● Exercise prompt
Read through the records. Copy each line that has the word "query".

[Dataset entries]
####################
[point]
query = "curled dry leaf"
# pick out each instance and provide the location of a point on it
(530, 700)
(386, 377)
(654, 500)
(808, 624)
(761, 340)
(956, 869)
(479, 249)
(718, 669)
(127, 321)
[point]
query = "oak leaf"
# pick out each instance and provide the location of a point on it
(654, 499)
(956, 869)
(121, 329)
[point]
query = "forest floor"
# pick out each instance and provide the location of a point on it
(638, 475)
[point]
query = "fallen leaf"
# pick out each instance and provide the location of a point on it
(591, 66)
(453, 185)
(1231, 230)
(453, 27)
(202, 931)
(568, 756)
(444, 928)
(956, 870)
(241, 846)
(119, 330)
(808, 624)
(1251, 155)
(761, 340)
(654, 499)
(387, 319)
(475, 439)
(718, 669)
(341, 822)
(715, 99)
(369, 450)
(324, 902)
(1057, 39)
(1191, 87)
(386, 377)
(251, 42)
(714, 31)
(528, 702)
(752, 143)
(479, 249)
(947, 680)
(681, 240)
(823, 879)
####################
● Completed task
query = "curled dry leaf"
query = "oak leaf"
query = "forest floor"
query = "fallen leaf"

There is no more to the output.